İstenen görev A: Ekonomik krizler üzerine olan metinde tırnak içinde verilen ifadelerin tamamını sıralayın.
İstenen görev B: Ekonomik krizler ve FED faizleri üzerine olan metni son cümlesinden sonra sürdürün.

Metin bölümü:
------

Aslında biz alışıktık krizlerle yaşamaya. Benim hatırladıklarım 1990 sonrasında 3-5 yılda bir kriz patlıyor olmasıydı. Patlamasa bile birileri devamlı “kriz geliyor” derdi[1].
Ama AKP iktidarı döneminde, ekonomik kriz yaşamadık. Aksine, dünya krizden kıvranırken 2008’de bile zamanın başbakanı Tayyip Erdoğan’ın deyimi ile “teğet geçti”
Bu nasıl oldu? Kemal Derviş’in reçetesi mi müthişti? AKP ekonomi yönetimi mi çok başarılıydı? Aslında bu soruları önümüzü görmek için soruyoruz; önümüzde kriz var mı?
Bugünün dünya ve üretim devi, herkesin korktuğu ekonomi mucizesi Çin’deki Borsa krizi ne anlama geliyor? Yunanistan neden kriz yaşadı? Ya da şu ekonomi alanındaki herkesin diline pelesenk olmuş “FED Faizleri Yükselecek” ne anlama geliyor?
Bunlar bizi nasıl etkiler?
AKP ekonomiyi iyi mi yönetmişti yoksa sıcak paranın yayılma yeri aradığı bir dönemde sadece şanslı mıydı? Faiz yükselterek (ama maliyetini bize yükleyerek] mi günü geçirdi?
Ekonomistler ya da Borsacılar Zaman Kaybetmesin
1 yıldır ortamda FED Faizleri ile ilgili korkulu bir beklenti olduğunu görüyoruz. Bizim ekonomistler de, FED Faizi demeden konuşmaya başlamıyorlar. Herkesin borsadan ya da ekonomiden derinlemesine anlaması gerekmiyor ama ekonomist olmasak da, bu gelişmeler hepimizi etkiliyor.
Ortalıkta “sıcak para”, “faiz lobisi” gibi tanımlamalar sık sık kullanılıyor, “ekonomimiz sıcak para nedeniyle rahattı. Şimdi ekonomik kriz geliyor” diyorlar.

------

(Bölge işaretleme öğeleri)
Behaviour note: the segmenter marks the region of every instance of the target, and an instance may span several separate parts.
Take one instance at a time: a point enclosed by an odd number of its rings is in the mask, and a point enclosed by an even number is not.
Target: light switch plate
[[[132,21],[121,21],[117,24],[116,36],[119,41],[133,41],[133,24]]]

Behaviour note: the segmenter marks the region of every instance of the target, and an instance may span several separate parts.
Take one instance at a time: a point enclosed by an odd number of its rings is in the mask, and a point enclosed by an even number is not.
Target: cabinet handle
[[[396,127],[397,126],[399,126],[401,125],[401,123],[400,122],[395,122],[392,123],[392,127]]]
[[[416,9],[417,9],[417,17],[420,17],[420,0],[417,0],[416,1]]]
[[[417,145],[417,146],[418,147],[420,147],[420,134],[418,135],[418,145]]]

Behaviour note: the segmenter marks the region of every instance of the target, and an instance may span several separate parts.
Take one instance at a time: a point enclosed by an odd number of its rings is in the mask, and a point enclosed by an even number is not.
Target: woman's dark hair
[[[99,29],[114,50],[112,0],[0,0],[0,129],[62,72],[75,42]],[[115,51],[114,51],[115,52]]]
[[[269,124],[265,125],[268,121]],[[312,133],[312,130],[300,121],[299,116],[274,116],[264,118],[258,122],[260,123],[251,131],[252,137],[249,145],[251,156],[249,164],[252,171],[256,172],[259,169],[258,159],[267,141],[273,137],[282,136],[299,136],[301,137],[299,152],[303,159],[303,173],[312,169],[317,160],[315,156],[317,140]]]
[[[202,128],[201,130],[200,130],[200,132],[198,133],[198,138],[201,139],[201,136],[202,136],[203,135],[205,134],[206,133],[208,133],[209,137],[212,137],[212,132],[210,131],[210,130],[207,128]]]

------

Yanıt A:
- “kriz geliyor”
- “teğet geçti”
- “FED Faizleri Yükselecek”
- “sıcak para”
- “faiz lobisi”
- “ekonomimiz sıcak para nedeniyle rahattı. Şimdi ekonomik kriz geliyor”

Yanıt B:
Bütün bunları, “ne oluyor ve neden?” çerçevesinde ilgili kişilere sorduk. Bu yazı “borsa”dan ya da “ekonomi”den iyi anlayanlar için değildir. Bu bizim gibi, ekonomist ve borsacı olmayanlar içindir. Kısa, fazla derinliği olmayan ve özet bilgidir. Baştan söyleyelim. Derin bilgisi olanlar okuyup zaman kaybetmesin.
Bu yazıyı, “faiz lobisi”, “Fed Faizi” vsvs gibi bir sürü kavramın anlaşılamayan ya da kaybolmuş anlamını resetlemek ve en başa almak için yazdık.
Çin Borsasında Sorun Nedir?
En ilginç ve yeni gelişme ile başlayalım; Günümüzün en önemli üretici güçlerinden birisi olan Çin bir süredir borsasındaki sıkıntılarla uğraşıyor. Biz üretici ülkelerin bu sıkıntıyı çekmeyeceğini sanıyorduk.
Çin borsası henüz kasım 2014’de yabancılara açıldı. Çin borsası ile ilgili sıkıntının yasımalarını okursanız, dinlerseniz, bu işten zarar görecek olan yabancı yok diyorlar.
Ancak problem ve herkesin ilgilendiği nokta şu; eğer Çin pazarı ve dolayısıyla üretimi, bu olay sonrasında durgunluğa uğrarsa, bu dünyaya yansıyabilir. Bu panik yayılırsa da sıcak para tüm ‘emerging market’ten kaçabilir. Dünya çapında bir durgunluk olabilir.
Yazılanlara bakarsak, Çin’in borsasının asıl nedeni “tecrübesizlik”. Uzmanlara göre önce çok şişmişti, şimdi iniyor[2][3].
Uzmanlar; “Çin’deki borsanın düşmesinden değil, bu düşmenin yaratacağı panik ile Çin’in ekonomik yavaşlama riskinden korkun. Ekonomik yavaşlamadan ötürü batıdaki para kaçarsa, bu olay tüm dünyayı etkiler” diyorlar.
Yunanistan Krizi Nedir?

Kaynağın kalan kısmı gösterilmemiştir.